#### Tâche demandée 1:
Reproduisez fidèlement le passage du texte sur le nouvel agenda urbain qui commence par les mots contenant « Pour relever les » et s'achève sur « et plan d'action. ».
#### Tâche demandée 2:
Répondez aux questions suivantes en vous appuyant sur le texte sur le nouvel agenda urbain.
(a) Sur quels trois piliers principaux le nouvel agenda urbain se base-t-il ?
(b) Qu'est-ce qui est présenté comme fondamental pour permettre le développement d'investissements rentables et durables ?
(c) Quelles sont les variables principales énumérées dans ce contexte ?

#### Texte:

<<<<

Pour relever les défis urbains d'aujourd'hui, le Nouvel Agenda Urbains se base sur trois piliers principaux : la planification, la législation urbaine et le financement, qui pourront ensemble fournir le cadre nécessaire à un développement concret. En effet, une planification urbaine de qualité est fondamentale pour permettre le développement d'investissements rentables et durables, basés sur une législation adéquate et des finances solides sans lesquelles même les projets les mieux élaborés ne peuvent se réaliser.  Dans ce contexte, les variables principales sont les suivantes : population et urbanisation, pauvreté et inégalités, exclusion et ségrégation, engagements et plan d'action.

>>>>

#### Données brutes:
<<<<

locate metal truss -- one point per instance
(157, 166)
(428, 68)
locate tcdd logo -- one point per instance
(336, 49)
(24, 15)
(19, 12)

>>>>

#### Réponse finale 1:
Pour relever les défis urbains d'aujourd'hui, le Nouvel Agenda Urbains se base sur trois piliers principaux : la planification, la législation urbaine et le financement, qui pourront ensemble fournir le cadre nécessaire à un développement concret. En effet, une planification urbaine de qualité est fondamentale pour permettre le développement d'investissements rentables et durables, basés sur une législation adéquate et des finances solides sans lesquelles même les projets les mieux élaborés ne peuvent se réaliser.  Dans ce contexte, les variables principales sont les suivantes : population et urbanisation, pauvreté et inégalités, exclusion et ségrégation, engagements et plan d'action.

#### Réponse finale 2:
(a) La planification, la législation urbaine et le financement.
(b) Une planification urbaine de qualité.
(c) Population et urbanisation, pauvreté et inégalités, exclusion et ségrégation, engagements et plan d'action.